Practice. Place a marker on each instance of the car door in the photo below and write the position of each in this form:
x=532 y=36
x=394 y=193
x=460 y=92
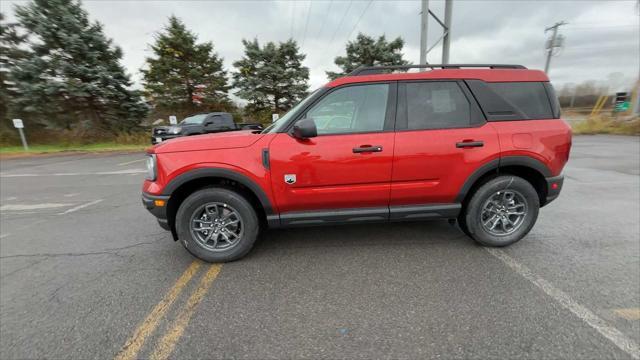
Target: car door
x=348 y=165
x=441 y=139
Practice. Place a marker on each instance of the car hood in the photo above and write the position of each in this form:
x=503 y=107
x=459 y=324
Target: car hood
x=225 y=140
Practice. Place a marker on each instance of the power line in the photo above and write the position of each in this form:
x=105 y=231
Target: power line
x=360 y=18
x=293 y=18
x=306 y=26
x=325 y=18
x=341 y=21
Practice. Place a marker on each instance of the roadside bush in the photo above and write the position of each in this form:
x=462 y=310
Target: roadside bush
x=607 y=125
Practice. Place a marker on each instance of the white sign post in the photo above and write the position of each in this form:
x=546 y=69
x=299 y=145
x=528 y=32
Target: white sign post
x=17 y=123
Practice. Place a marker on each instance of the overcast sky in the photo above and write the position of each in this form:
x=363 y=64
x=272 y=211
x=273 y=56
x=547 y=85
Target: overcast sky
x=602 y=37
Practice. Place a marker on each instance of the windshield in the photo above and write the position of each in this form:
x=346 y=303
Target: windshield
x=195 y=119
x=277 y=126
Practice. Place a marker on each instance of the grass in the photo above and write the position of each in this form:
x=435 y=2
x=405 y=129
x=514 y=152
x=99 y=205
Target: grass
x=606 y=125
x=50 y=149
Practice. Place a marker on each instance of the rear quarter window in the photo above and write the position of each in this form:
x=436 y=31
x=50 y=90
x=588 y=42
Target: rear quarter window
x=530 y=98
x=502 y=101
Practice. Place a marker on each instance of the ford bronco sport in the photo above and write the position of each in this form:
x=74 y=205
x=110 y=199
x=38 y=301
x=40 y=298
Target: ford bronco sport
x=482 y=145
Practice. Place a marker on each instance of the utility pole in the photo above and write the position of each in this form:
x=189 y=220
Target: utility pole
x=448 y=9
x=424 y=17
x=555 y=42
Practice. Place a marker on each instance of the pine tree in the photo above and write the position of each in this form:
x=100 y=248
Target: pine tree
x=72 y=74
x=365 y=50
x=10 y=51
x=271 y=78
x=183 y=73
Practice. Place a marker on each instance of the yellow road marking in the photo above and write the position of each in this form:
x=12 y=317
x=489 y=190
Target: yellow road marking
x=165 y=346
x=629 y=314
x=134 y=343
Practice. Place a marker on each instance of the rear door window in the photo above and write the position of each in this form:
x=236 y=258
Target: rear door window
x=352 y=109
x=530 y=98
x=434 y=105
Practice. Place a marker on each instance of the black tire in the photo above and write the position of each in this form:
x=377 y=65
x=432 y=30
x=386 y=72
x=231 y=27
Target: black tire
x=496 y=188
x=194 y=203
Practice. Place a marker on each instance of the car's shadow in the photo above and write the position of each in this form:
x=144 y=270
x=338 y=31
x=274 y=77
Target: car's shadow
x=390 y=235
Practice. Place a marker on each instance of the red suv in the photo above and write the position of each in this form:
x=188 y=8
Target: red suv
x=480 y=144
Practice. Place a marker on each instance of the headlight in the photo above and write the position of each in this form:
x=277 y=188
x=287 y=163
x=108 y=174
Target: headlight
x=151 y=167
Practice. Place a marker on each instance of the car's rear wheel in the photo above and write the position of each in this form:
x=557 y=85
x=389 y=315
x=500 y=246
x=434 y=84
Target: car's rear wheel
x=217 y=225
x=502 y=211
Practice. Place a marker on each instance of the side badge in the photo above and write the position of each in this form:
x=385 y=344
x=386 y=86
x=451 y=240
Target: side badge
x=290 y=178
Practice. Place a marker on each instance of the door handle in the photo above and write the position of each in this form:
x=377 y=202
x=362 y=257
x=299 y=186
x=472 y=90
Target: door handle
x=465 y=144
x=367 y=148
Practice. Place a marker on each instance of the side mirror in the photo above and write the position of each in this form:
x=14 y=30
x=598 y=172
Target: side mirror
x=304 y=129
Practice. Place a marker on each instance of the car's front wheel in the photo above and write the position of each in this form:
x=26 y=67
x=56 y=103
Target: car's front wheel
x=502 y=211
x=217 y=225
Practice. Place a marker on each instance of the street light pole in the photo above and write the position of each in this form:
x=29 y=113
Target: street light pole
x=552 y=43
x=424 y=17
x=448 y=9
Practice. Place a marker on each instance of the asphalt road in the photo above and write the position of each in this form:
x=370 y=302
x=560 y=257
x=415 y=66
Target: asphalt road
x=84 y=270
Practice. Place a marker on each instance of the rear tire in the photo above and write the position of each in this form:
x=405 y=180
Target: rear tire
x=217 y=225
x=502 y=211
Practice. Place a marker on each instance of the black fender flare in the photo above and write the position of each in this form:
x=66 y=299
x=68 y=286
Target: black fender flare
x=525 y=161
x=221 y=173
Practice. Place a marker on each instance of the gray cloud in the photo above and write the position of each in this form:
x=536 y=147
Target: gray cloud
x=602 y=36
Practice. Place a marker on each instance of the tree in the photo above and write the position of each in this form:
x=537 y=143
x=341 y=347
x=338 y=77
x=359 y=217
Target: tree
x=10 y=41
x=72 y=72
x=365 y=50
x=271 y=78
x=183 y=73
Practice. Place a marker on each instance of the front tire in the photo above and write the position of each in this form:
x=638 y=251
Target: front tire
x=502 y=211
x=217 y=225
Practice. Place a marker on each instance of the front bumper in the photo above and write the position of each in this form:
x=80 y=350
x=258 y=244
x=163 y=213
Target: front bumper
x=151 y=202
x=554 y=186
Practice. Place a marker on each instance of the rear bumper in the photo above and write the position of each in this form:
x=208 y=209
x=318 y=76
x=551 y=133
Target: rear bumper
x=554 y=186
x=163 y=137
x=160 y=212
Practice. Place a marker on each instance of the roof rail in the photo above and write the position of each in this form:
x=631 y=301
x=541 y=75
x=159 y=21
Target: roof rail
x=370 y=70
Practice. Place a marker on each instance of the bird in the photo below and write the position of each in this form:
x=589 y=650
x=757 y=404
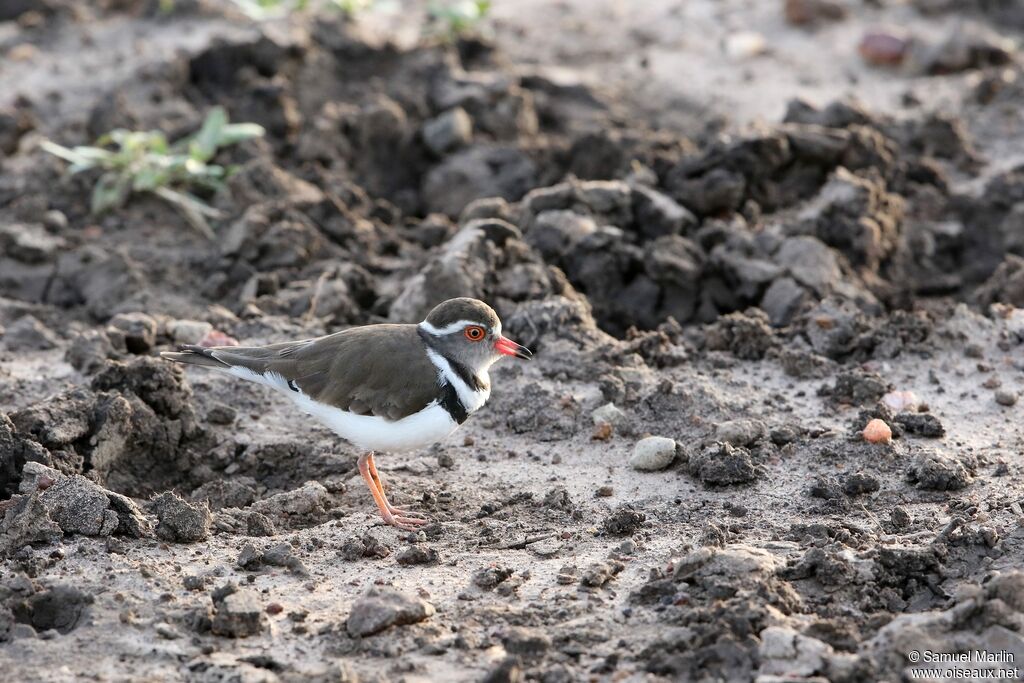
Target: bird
x=384 y=387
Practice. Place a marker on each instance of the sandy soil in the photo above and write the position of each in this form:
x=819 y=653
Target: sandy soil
x=632 y=203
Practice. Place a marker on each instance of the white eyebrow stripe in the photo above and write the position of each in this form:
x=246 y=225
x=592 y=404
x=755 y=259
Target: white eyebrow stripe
x=449 y=329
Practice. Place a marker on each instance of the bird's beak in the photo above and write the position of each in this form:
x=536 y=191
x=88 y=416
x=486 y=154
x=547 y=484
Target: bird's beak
x=506 y=346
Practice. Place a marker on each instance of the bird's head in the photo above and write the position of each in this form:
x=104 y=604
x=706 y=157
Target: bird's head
x=468 y=331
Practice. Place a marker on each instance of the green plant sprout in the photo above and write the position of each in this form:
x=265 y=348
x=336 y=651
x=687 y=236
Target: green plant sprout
x=144 y=162
x=459 y=17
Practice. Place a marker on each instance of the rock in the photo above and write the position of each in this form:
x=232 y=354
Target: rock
x=303 y=505
x=282 y=555
x=27 y=522
x=921 y=424
x=740 y=432
x=57 y=422
x=450 y=130
x=722 y=464
x=356 y=548
x=809 y=12
x=79 y=506
x=599 y=573
x=747 y=335
x=938 y=471
x=1009 y=587
x=1006 y=397
x=855 y=215
x=489 y=577
x=877 y=431
x=239 y=612
x=60 y=607
x=187 y=332
x=461 y=268
x=652 y=454
x=530 y=644
x=655 y=214
x=858 y=387
x=861 y=482
x=221 y=414
x=835 y=328
x=90 y=349
x=226 y=493
x=29 y=244
x=417 y=555
x=900 y=518
x=28 y=334
x=381 y=607
x=610 y=415
x=180 y=521
x=624 y=520
x=508 y=670
x=785 y=652
x=74 y=504
x=967 y=45
x=718 y=190
x=782 y=300
x=883 y=48
x=810 y=262
x=139 y=331
x=744 y=44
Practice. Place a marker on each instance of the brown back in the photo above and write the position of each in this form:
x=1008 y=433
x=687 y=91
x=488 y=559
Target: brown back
x=381 y=370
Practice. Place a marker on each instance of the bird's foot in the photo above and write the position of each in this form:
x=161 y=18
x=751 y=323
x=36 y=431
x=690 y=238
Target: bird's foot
x=402 y=521
x=394 y=510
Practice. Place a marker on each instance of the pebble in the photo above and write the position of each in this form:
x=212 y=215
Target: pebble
x=652 y=454
x=450 y=130
x=139 y=331
x=740 y=432
x=187 y=332
x=179 y=520
x=883 y=48
x=1006 y=397
x=382 y=607
x=744 y=44
x=609 y=414
x=239 y=614
x=878 y=431
x=417 y=555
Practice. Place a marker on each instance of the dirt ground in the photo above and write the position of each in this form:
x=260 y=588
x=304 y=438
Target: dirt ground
x=722 y=224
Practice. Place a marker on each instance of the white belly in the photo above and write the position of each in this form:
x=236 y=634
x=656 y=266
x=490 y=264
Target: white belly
x=367 y=431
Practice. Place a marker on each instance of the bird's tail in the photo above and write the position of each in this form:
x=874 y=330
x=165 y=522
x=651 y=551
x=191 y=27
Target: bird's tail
x=195 y=355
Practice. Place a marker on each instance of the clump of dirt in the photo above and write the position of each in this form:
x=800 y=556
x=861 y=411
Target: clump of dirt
x=749 y=296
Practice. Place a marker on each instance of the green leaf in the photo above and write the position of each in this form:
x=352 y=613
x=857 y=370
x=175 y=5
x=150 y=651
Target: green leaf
x=150 y=178
x=204 y=144
x=111 y=191
x=193 y=209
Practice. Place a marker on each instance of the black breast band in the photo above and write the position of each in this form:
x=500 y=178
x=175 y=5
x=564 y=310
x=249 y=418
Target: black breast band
x=451 y=402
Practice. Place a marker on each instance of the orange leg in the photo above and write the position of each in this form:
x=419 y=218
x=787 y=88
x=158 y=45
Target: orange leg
x=380 y=486
x=392 y=516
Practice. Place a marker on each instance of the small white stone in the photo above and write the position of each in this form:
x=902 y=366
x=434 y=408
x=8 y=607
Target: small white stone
x=187 y=332
x=744 y=44
x=652 y=454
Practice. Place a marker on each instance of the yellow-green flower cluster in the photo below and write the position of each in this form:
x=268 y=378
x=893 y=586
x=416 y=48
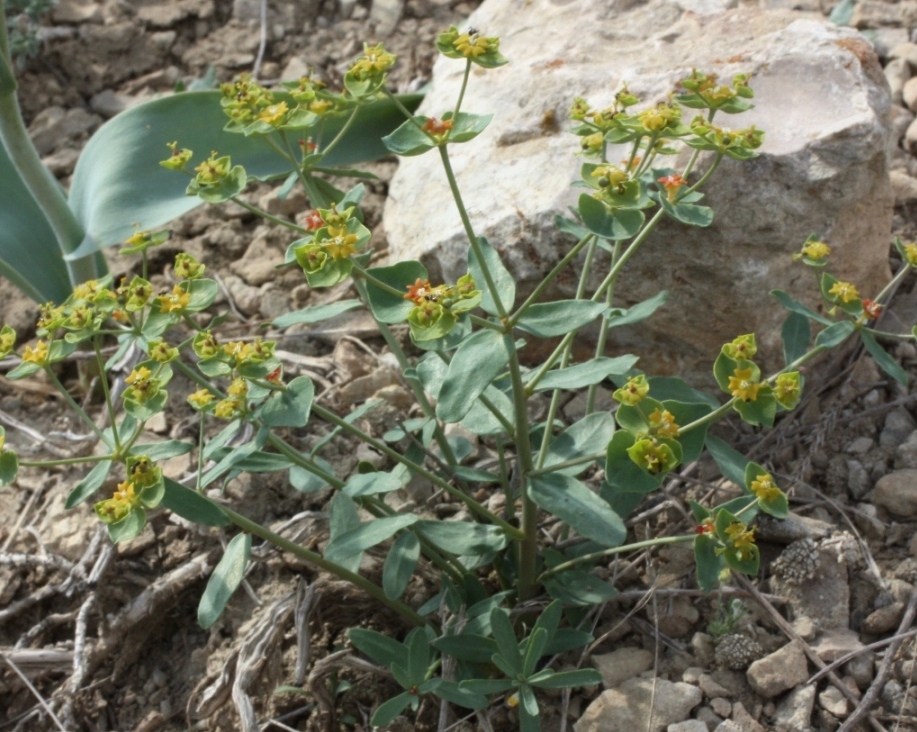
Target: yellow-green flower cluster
x=471 y=45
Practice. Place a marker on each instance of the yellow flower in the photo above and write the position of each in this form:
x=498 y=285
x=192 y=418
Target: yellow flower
x=139 y=376
x=472 y=45
x=741 y=537
x=38 y=354
x=742 y=386
x=175 y=302
x=662 y=423
x=742 y=348
x=201 y=399
x=910 y=254
x=274 y=114
x=7 y=340
x=764 y=488
x=815 y=249
x=238 y=388
x=844 y=291
x=228 y=408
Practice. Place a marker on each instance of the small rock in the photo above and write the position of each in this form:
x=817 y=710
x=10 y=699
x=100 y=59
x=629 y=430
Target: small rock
x=689 y=725
x=906 y=453
x=627 y=707
x=295 y=69
x=746 y=722
x=898 y=426
x=721 y=706
x=909 y=94
x=833 y=701
x=385 y=14
x=834 y=643
x=712 y=688
x=805 y=628
x=76 y=11
x=907 y=51
x=781 y=670
x=884 y=619
x=897 y=493
x=860 y=446
x=903 y=186
x=794 y=712
x=897 y=72
x=258 y=265
x=885 y=40
x=622 y=664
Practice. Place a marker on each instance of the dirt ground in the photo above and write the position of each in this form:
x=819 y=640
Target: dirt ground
x=128 y=613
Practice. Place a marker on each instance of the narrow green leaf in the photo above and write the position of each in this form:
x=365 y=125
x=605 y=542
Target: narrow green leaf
x=505 y=636
x=399 y=565
x=796 y=334
x=550 y=319
x=568 y=679
x=573 y=502
x=835 y=334
x=315 y=314
x=157 y=451
x=732 y=463
x=888 y=364
x=191 y=505
x=464 y=538
x=224 y=581
x=385 y=306
x=387 y=711
x=381 y=648
x=109 y=196
x=290 y=407
x=476 y=363
x=505 y=283
x=592 y=372
x=588 y=436
x=89 y=485
x=366 y=536
x=639 y=312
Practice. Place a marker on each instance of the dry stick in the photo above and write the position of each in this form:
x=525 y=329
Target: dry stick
x=305 y=604
x=791 y=633
x=25 y=680
x=853 y=654
x=875 y=688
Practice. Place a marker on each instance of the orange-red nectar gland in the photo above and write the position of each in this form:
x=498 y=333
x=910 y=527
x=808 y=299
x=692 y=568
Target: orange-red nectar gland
x=872 y=309
x=437 y=128
x=418 y=291
x=672 y=184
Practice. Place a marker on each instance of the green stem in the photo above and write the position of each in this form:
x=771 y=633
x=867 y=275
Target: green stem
x=72 y=403
x=343 y=131
x=103 y=379
x=469 y=231
x=67 y=461
x=331 y=417
x=37 y=179
x=603 y=330
x=317 y=560
x=615 y=550
x=265 y=215
x=571 y=463
x=549 y=278
x=458 y=103
x=528 y=545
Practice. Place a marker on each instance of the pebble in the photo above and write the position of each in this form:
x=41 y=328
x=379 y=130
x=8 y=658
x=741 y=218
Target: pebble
x=781 y=670
x=897 y=493
x=794 y=712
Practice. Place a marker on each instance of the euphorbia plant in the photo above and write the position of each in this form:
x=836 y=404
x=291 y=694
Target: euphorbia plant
x=495 y=564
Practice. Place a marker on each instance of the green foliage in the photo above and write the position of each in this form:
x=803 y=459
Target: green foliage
x=581 y=478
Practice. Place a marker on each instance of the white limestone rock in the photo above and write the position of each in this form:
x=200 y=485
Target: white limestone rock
x=821 y=98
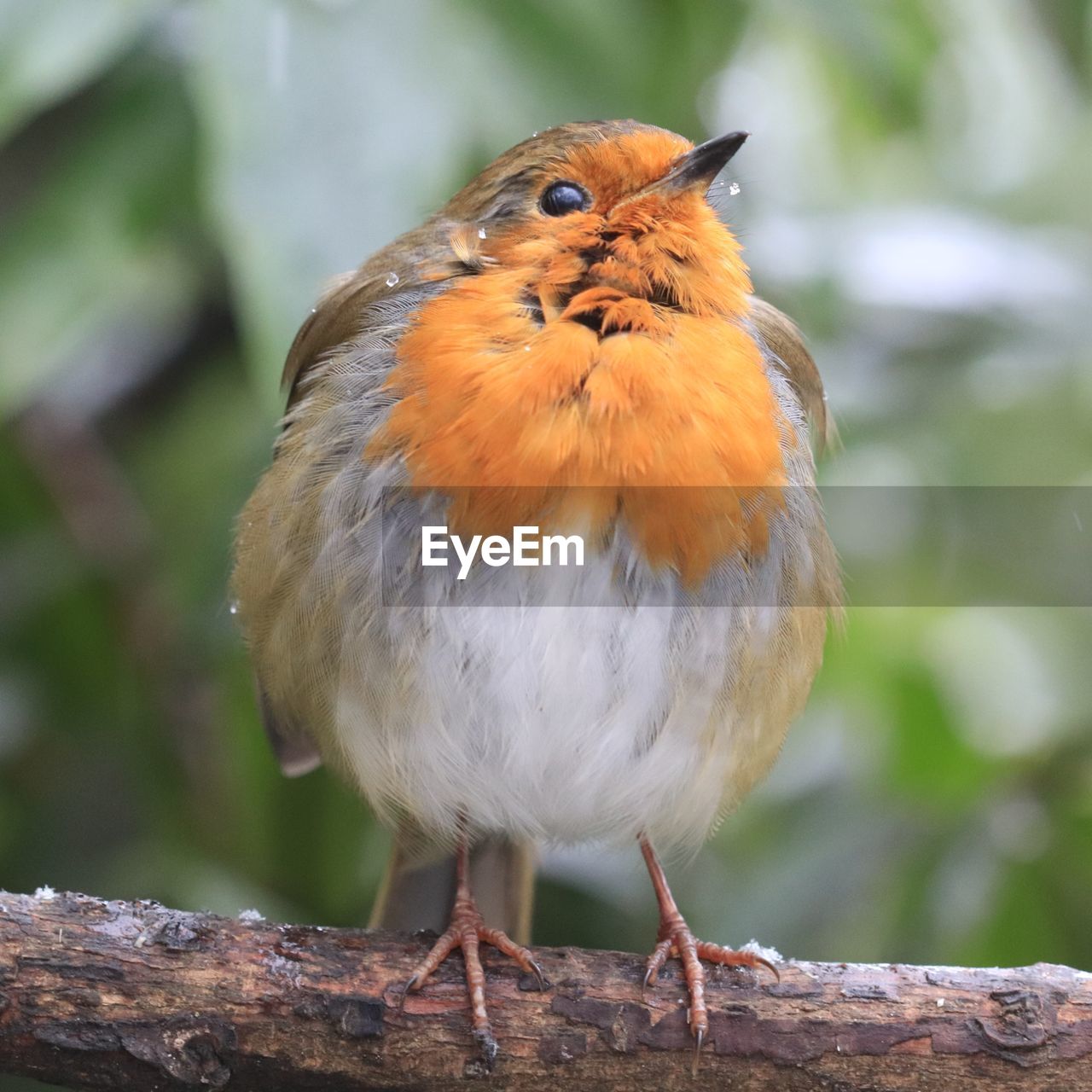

Task directions: Reproduce, word for word, everything in the listing above from the line containing "Target: clump of dirt" down to the line containing "x=192 y=418", both of them included. No pictures.

Result:
Target: clump of dirt
x=749 y=296
Practice. Place a marker on each instance of the green leaf in the photo above and write the position of each in this form:
x=352 y=613
x=857 y=370
x=175 y=5
x=150 y=651
Target: green leaf
x=150 y=178
x=204 y=144
x=111 y=191
x=193 y=209
Practice. Place a marker on each instance of the black breast band in the photo above and write the position of each in this form:
x=500 y=178
x=175 y=5
x=564 y=310
x=249 y=418
Target: black breast band
x=451 y=402
Practice. Place a marker on each instance of the orange leg in the photo above and write the position of each in this form:
x=419 y=218
x=787 y=88
x=158 y=45
Target: orange leg
x=380 y=486
x=392 y=516
Practice. Place a marker on each instance of the small white stone in the photo above and write the position of each in this form:
x=902 y=366
x=434 y=408
x=8 y=607
Target: small white stone
x=187 y=332
x=744 y=44
x=652 y=454
Practice. Place a marker on each instance of the yellow-green flower cluster in the photo below and write the position of each in this form:
x=268 y=378
x=893 y=586
x=416 y=48
Target: yellow-green flower cluster
x=471 y=45
Practice. Place a marker on each instance of the yellow flower in the photo above and write the position of each in this form:
x=498 y=285
x=192 y=418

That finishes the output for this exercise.